━━━━━ Records shown

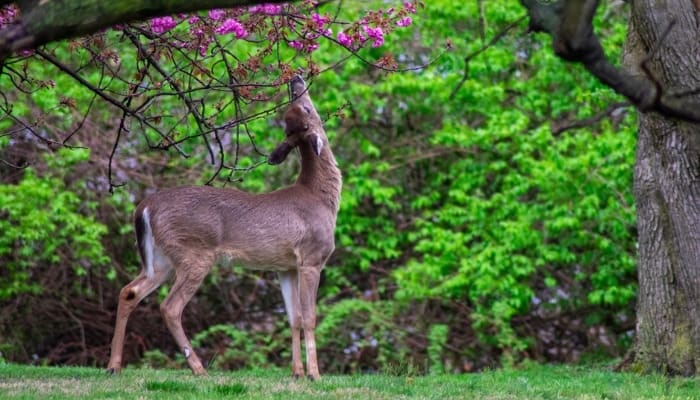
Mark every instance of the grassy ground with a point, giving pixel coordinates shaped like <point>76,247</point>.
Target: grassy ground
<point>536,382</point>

━━━━━━━━━━
━━━━━ Records shown

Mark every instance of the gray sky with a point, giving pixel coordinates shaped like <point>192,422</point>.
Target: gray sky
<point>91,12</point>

━━━━━━━━━━

Go through the entries above and copy every line containing "shaped".

**Written answer:**
Mark every instance of the grassy ground with a point, giving pixel coordinates shaped like <point>76,247</point>.
Mark every instance of the gray sky with a point, giving pixel coordinates shaped like <point>192,422</point>.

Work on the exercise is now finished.